# Text shown

Again, not saying their way is the only way. Just that it's clearly possible, in sports and work.


----------



## 3GSD4IPO (Jun 8, 2016)

I am unimpressed with Shade Whitesel's work though she has figured out how to make money. In the video above the dog does the protection routine but I observe a lack of power throughout. There are poor grips (not deep). The bark in the blind is not powerful and is intermittent at times. He bumps the sleeve once that can be seen (judge blocks the view in a lot of it) (a lot of dogs do bump, but it is a point deduction). In the drives the dog is loose in the body indicating a lack of power. In the other holds after the outs the dog is inconsistent going from a silent guard to a barking guard indicating a lack of power (or clarity in training or both). 

But this thread is about e collars and their use not Sport protection phase.


----------



## DaySleepers (Apr 9, 2011)

I mean. That's okay? You don't have to be impressed. My point was - and still is - that you can work a bitesport dog without shock collars - or any correction - and do it quite successfully. Whether or not you're personally impressed, she's competitive at Nationals with quite high scores on her dogs. Just pointing out that e collars are a choice, not a necessity, in 99% of training. Including venues where they're still in frequent use by high performing dogs and trainers.

# Requests
1. Rewrite the stretch of the forum excerpt from "Again, not saying" through "Sport protection phase.", substituting "arm" for "sleeve".
2. In the forum excerpt, how does DaySleepers describe e collars in 99% of training?
The lines that come next have no connection to the forum excerpt above.

# Labels for object points

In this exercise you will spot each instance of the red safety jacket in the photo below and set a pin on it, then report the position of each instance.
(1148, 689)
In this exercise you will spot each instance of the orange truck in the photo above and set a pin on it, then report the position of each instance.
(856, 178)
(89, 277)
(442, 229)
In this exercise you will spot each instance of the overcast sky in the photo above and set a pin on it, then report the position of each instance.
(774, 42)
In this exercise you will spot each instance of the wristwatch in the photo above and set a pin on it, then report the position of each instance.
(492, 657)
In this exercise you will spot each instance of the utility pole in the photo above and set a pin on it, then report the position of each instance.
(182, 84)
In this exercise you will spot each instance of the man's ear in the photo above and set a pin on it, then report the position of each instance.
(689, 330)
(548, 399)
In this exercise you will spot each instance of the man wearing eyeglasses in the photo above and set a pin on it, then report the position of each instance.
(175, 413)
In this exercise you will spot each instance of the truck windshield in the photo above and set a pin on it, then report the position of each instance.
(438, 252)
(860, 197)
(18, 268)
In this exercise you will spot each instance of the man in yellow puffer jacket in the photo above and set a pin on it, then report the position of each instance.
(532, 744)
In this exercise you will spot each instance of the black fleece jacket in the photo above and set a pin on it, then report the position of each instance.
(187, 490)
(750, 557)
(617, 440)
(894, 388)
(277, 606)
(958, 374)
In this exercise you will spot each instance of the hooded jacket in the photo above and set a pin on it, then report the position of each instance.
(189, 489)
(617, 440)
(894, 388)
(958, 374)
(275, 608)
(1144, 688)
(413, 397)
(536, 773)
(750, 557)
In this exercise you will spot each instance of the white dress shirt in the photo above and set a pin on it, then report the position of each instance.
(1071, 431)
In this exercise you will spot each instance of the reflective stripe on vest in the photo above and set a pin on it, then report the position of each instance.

# Solutions to the problems
1.
Again, not saying their way is the only way. Just that it's clearly possible, in sports and work.


----------



## 3GSD4IPO (Jun 8, 2016)

I am unimpressed with Shade Whitesel's work though she has figured out how to make money. In the video above the dog does the protection routine but I observe a lack of power throughout. There are poor grips (not deep). The bark in the blind is not powerful and is intermittent at times. He bumps the arm once that can be seen (judge blocks the view in a lot of it) (a lot of dogs do bump, but it is a point deduction). In the drives the dog is loose in the body indicating a lack of power. In the other holds after the outs the dog is inconsistent going from a silent guard to a barking guard indicating a lack of power (or clarity in training or both). 

But this thread is about e collars and their use not Sport protection phase.

2. As a choice, not a necessity.